Passage shown:

----------------

The authors also mentioned potential subtle distribution changes, such as in CIFAR-100, where very low image resolution caused many overlapping images to be misidentified small objects like birds or planes. Accuracy changes might result from category distribution or overlap difficulty changes, possibly obscuring overfitting effects.

What Are the Limitations?

Despite CLIP's promising capabilities, it has several serious limitations:

  1. Performance Limitations:

    On some supervised split datasets, zero-shot CLIP's performance matches linear classifiers based on ResNet-50 features. However, on most datasets, its performance is far below state-of-the-art. Even with scaling improvements, achieving top performance would require increasing CLIP's computation by about 1000 times, which is impractical with current hardware.

  2. Task Learning and Transferability:

    CLIP underperforms in certain tasks, such as fine-grained classification (e.g., car models, flower species, and aircraft variants) and more abstract and systematic tasks (e.g., counting objects in images).

----------------

(Excerpt from a dataset)
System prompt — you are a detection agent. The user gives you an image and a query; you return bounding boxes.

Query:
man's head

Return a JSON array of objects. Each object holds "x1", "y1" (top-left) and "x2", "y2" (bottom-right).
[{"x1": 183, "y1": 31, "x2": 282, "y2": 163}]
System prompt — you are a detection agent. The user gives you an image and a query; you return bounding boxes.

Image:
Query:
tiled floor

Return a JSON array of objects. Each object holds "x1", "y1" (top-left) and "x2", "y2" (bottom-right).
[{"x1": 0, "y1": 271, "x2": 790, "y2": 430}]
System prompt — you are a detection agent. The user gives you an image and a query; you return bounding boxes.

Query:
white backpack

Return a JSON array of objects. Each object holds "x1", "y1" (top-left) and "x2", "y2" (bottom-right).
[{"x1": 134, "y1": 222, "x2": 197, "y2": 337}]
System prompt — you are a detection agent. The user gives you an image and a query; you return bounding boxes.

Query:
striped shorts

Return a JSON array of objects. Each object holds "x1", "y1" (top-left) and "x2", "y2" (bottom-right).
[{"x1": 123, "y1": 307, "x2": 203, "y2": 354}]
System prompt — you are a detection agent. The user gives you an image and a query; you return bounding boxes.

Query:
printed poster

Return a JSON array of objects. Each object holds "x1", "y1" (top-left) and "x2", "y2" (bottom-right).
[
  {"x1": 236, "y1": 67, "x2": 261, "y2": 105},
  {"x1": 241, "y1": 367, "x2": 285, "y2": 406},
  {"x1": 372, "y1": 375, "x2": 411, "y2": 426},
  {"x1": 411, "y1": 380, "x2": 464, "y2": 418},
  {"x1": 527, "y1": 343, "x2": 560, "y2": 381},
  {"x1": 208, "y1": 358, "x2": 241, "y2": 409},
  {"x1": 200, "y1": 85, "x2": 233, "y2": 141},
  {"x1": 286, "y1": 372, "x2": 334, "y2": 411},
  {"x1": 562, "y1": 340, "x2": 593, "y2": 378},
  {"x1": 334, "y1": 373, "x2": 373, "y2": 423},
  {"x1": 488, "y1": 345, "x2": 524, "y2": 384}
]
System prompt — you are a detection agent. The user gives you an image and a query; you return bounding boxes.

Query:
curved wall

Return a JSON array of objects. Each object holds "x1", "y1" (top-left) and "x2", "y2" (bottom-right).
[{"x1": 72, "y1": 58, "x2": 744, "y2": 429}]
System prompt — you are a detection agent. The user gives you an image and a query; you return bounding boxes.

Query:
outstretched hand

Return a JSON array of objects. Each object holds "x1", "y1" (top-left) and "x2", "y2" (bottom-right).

----------------

According to the passage on CLIP's limitations, about how much would CLIP's computation need to increase for it to reach top performance?

About 1000 times.